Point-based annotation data
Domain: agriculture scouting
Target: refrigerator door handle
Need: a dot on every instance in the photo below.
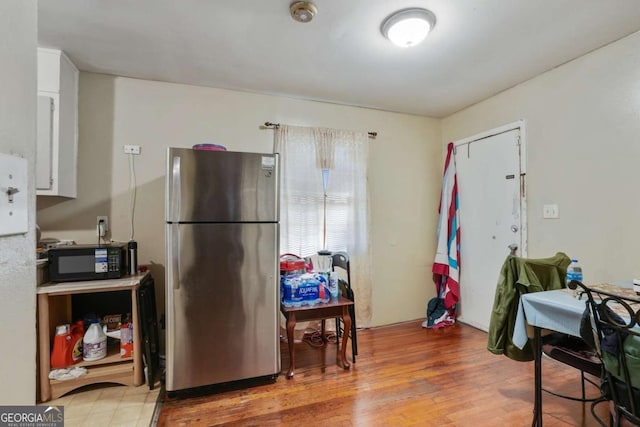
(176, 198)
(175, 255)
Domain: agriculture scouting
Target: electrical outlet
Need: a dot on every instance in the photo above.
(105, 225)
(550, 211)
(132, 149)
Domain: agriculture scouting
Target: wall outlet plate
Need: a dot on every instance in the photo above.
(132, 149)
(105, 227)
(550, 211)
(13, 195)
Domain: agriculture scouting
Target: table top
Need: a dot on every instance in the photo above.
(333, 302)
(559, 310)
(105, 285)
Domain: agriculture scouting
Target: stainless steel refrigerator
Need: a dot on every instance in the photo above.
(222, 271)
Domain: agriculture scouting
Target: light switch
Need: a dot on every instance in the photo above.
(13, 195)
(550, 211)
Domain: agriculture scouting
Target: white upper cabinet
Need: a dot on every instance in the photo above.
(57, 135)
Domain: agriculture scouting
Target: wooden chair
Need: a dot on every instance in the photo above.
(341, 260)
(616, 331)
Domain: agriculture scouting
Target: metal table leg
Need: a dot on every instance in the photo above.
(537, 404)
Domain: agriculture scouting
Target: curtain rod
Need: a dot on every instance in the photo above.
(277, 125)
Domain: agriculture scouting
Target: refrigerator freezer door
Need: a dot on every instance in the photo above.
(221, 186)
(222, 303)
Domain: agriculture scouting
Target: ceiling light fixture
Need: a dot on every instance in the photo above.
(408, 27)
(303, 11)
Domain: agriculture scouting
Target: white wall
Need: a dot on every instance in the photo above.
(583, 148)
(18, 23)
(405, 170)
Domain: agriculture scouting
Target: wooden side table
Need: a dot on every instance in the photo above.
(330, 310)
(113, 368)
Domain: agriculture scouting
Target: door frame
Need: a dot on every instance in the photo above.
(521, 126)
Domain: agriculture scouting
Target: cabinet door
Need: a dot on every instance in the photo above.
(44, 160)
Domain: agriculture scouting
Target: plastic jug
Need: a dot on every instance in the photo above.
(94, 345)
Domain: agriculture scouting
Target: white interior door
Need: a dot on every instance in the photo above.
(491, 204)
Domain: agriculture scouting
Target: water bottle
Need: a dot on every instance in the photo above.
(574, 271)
...
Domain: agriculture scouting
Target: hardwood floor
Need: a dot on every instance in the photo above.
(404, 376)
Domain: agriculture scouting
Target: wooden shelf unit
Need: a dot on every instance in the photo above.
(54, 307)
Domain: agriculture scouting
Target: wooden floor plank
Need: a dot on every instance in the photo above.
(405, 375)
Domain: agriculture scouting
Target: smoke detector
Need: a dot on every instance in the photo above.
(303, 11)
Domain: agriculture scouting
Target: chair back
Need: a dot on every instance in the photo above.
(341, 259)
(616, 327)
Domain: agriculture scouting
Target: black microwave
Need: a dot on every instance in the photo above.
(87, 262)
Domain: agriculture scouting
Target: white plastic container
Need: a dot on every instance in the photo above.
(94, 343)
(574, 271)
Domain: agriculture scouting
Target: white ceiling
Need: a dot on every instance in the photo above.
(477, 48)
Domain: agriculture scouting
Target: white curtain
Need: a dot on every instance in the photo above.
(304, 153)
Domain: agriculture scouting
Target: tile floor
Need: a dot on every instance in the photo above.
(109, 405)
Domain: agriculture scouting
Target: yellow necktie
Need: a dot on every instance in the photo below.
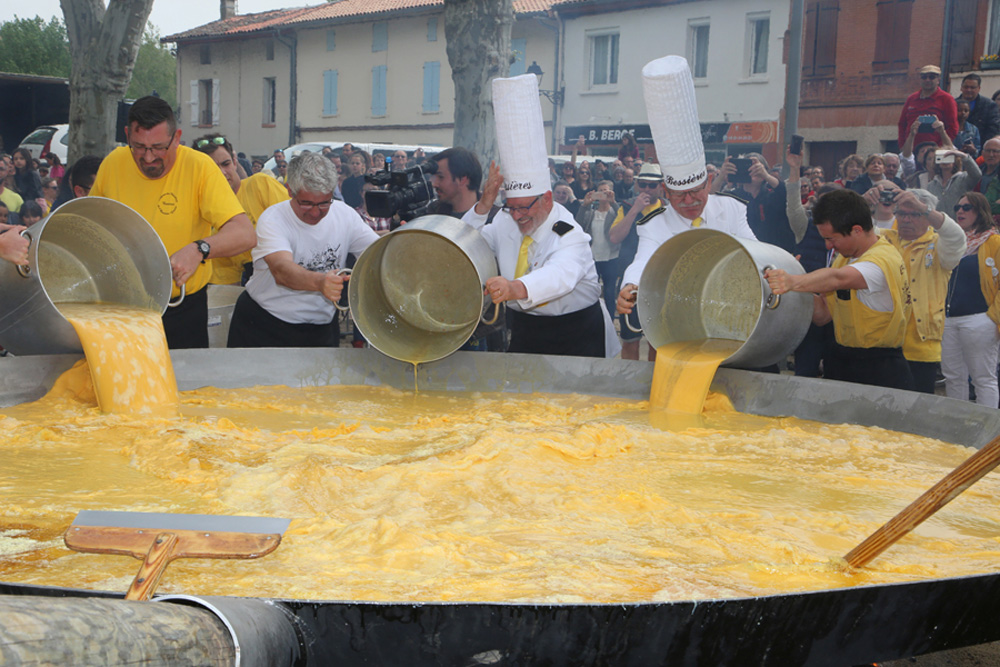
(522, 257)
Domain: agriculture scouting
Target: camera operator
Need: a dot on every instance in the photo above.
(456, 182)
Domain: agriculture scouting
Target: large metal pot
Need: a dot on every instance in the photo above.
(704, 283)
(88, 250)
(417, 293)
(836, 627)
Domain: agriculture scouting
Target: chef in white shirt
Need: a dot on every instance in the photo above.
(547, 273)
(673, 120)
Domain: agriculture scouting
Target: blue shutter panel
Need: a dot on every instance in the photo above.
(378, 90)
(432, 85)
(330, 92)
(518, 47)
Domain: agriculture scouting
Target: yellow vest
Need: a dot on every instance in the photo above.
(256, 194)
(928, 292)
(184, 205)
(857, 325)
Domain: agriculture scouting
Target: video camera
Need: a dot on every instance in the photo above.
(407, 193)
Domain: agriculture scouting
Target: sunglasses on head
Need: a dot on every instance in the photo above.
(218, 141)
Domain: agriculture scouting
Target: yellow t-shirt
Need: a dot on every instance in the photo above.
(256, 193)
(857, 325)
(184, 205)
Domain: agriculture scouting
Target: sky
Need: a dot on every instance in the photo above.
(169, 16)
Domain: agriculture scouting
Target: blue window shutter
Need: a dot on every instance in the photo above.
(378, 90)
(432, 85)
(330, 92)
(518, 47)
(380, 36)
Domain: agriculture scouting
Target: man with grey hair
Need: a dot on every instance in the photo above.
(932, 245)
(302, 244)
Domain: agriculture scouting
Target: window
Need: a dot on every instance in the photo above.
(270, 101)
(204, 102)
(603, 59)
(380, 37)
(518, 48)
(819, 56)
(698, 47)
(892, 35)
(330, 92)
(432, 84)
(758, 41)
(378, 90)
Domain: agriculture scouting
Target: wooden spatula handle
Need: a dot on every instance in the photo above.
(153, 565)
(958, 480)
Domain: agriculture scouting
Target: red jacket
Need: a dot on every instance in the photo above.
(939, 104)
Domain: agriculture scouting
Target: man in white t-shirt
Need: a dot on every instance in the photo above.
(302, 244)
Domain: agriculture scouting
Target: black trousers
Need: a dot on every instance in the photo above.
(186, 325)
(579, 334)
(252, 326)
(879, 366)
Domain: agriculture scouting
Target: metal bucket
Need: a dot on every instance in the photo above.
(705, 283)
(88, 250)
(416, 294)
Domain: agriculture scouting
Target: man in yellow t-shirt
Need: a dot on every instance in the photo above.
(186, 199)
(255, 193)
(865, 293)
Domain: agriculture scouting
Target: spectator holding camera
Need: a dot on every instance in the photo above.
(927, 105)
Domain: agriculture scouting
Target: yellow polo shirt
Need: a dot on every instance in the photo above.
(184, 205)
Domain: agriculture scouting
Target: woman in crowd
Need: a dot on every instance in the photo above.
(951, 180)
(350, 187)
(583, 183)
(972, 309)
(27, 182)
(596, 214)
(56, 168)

- _What to produce_
Pull out every line above that contains the string "plastic". Case counts, so only lines with a matching pattern of capital and lowercase letters qualify.

- _Solution to this problem_
Target: plastic jug
Target: white plastic container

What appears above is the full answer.